# Extracted records start
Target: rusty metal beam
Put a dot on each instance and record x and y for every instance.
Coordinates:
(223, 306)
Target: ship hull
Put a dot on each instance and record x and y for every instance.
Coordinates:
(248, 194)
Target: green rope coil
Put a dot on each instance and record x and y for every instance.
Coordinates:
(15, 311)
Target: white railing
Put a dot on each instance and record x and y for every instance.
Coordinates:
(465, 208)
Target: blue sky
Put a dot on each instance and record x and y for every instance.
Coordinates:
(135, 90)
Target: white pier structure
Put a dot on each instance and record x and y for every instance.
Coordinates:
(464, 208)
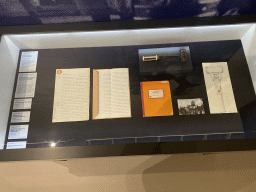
# Extracted records end
Reproduce all of the lines above, including each request, but multiply every coordinate value in the answers by 1.4 and round it to the nearest whole number, with halves rounded up. Leave the picture out of your answer.

Worked answer >>
Target: rusty metal beam
Put a dot on each instance and record x and y for every instance.
Coordinates:
(312, 428)
Target: ship hull
Put a dot on each instance and record x and y for every instance.
Coordinates:
(347, 272)
Target: green rope coil
Put a dot on each instance and record x and y for every instance.
Coordinates:
(21, 435)
Target: white railing
Put a dot on each instance and record x and y for every instance.
Coordinates:
(651, 291)
Target: blue sky
Put a dot on each instance and record x and y for every instance.
Coordinates:
(189, 126)
Target: white pier structure
Put a dot on each instance and record x and y for every instance.
Coordinates:
(650, 291)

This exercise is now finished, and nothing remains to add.